- _Teks yang disediakan_:
····················

Nasional

Guru Non-ASN Tanggapi Sri Mulyani: Negara Tak Boleh Lepas Tangan soal Kesejahteraan

Ahad, 17 Agustus 2025 | 16:00 WIB

Guru Non-ASN Tanggapi Sri Mulyani: Negara Tak Boleh Lepas Tangan soal Kesejahteraan

Achmad Mashfufi saat mengajar mapel Geografi di Madrasah Aliyah Nahdlatul Ulama 01 Banyuputih, Batang, Jawa Tengah. Foto ini diambil ketika masa pandemi Covid-19. (Foto: dok. pribadi)

Jakarta, NU Online

Pernyataan Menteri Keuangan RI, Sri Mulyani Indrawati, dalam acara Konvensi Sains, Teknologi, dan Industri Indonesia di Bandung, yang menyinggung rendahnya gaji guru dan dosen, menuai tanggapan dari kalangan pendidik.


Dalam pidatonya, Sri Mulyani mengungkapkan bahwa masalah kesejahteraan guru dan dosen tidak dapat dengan mudah dituntaskan hanya mengandalkan Anggaran Pendapatan dan Belanja Negara (APBN). Menurutnya, keterbatasan anggaran menjadi tantangan besar dalam menjawab persoalan yang sudah berlangsung lama ini.


“Apakah semuanya harus berasal dari keuangan negara atau ada partisipasi dari masyarakat?” kata Sri Mulyani pada 7 Agustus 2025 dikutip dari kanal Youtube Institut Teknologi Bandung.


Menanggapi hal tersebut, seorang guru swasta Non-ASN asal Batang, Jawa Tengah, Achmad Mashfufi, menyayangkan adanya kesan kebuntuan negara terkait kesejahteraan guru.


"Kami cukup menyayangkan adanya rasa kebuntuan dari negara dalam hal kesejahteraan guru. Kami sebagai guru Non-ASN tidak mau jauh menyampaikan hal tersebut. Karena bagi kami, menjadi guru adalah pilihan dan panggilan hati," kata Mashfufi saat diwawancarai NU Online, Ahad (17/8/2025).


“Kalau bukan negara, siapa lagi yang harus bertanggung jawab menyejahterakan para guru? Dari pernyataan yang dilontarkan Ibu Sri Mulyani, ada nada kejujuran dan kondisi apa adanya di pemerintah saat ini dalam hal anggaran untuk kesejahteraan guru,” lanjutnya.


Mashfufi menilai program Pendidikan Profesi Guru (PPG), khususnya di Kementerian Agama (Kemenag), menjadi angin segar bagi para pendidik Non-ASN. Ia berharap program tersebut berjalan sesuai rencana dan janji pemerintah.


“Jika boleh berkata, bukan gaji besar yang kami tuntut, tapi adanya keadilan dan perhatian dari pemerintah. Kami sebagai guru swasta Non-ASN merasa mengalami kesenjangan, padahal kami memiliki tugas dan tanggung jawab yang sama dalam mencerdaskan kehidupan anak bangsa,” tutur Magister Pendidikan Geografi Universitas Sebelas Maret Surakarta itu.

····················

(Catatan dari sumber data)
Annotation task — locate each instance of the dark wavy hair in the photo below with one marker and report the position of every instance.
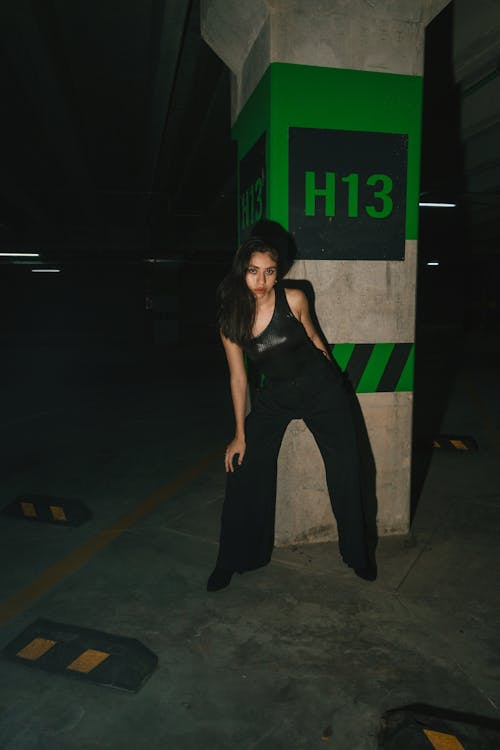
(235, 302)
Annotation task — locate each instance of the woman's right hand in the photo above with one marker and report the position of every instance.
(236, 446)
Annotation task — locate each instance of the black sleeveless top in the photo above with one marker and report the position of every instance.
(283, 350)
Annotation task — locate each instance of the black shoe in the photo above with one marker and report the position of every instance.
(367, 574)
(219, 579)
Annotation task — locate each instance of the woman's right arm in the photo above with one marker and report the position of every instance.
(238, 382)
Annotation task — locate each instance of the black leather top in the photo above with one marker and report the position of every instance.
(283, 350)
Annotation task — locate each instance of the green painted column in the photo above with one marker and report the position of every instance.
(327, 111)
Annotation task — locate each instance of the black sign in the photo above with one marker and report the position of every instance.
(347, 194)
(252, 190)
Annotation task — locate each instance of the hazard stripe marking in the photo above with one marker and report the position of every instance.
(37, 648)
(377, 368)
(89, 660)
(442, 741)
(28, 509)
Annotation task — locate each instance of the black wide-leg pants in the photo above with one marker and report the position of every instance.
(319, 397)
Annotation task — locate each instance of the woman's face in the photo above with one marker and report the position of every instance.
(261, 274)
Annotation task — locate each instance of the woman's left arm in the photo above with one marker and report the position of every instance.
(300, 308)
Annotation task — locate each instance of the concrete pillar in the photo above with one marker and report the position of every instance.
(326, 107)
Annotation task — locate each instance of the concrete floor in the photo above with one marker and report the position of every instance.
(297, 656)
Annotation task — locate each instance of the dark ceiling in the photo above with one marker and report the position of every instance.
(115, 134)
(115, 131)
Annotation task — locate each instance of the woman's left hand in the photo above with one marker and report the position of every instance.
(236, 447)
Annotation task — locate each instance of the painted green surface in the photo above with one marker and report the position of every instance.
(375, 368)
(342, 354)
(313, 97)
(405, 382)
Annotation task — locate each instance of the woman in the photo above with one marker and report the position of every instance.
(271, 325)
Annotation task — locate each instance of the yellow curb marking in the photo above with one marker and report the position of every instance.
(36, 648)
(459, 445)
(58, 513)
(89, 660)
(76, 559)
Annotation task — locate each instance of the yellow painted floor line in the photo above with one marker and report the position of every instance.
(60, 570)
(485, 413)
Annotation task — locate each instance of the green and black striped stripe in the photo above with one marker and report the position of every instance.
(376, 368)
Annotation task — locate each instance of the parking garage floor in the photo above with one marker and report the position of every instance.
(296, 656)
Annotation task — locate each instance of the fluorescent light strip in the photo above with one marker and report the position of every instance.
(438, 205)
(20, 255)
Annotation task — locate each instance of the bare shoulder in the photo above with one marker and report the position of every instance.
(297, 301)
(234, 354)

····················

- _Soal_: Tulis lagi bagian artikel tentang guru Non-ASN yang dibuka dengan kata-kata berisi "Jakarta, NU Online" dan ditutup dengan "berlangsung lama ini.", tapi ganti "dosen" dengan "pengajar perguruan tinggi". Data ini tidak perlu dipakai.

- _Jawaban di bawah_:
Jakarta, NU Online

Pernyataan Menteri Keuangan RI, Sri Mulyani Indrawati, dalam acara Konvensi Sains, Teknologi, dan Industri Indonesia di Bandung, yang menyinggung rendahnya gaji guru dan pengajar perguruan tinggi, menuai tanggapan dari kalangan pendidik.


Dalam pidatonya, Sri Mulyani mengungkapkan bahwa masalah kesejahteraan guru dan pengajar perguruan tinggi tidak dapat dengan mudah dituntaskan hanya mengandalkan Anggaran Pendapatan dan Belanja Negara (APBN). Menurutnya, keterbatasan anggaran menjadi tantangan besar dalam menjawab persoalan yang sudah berlangsung lama ini.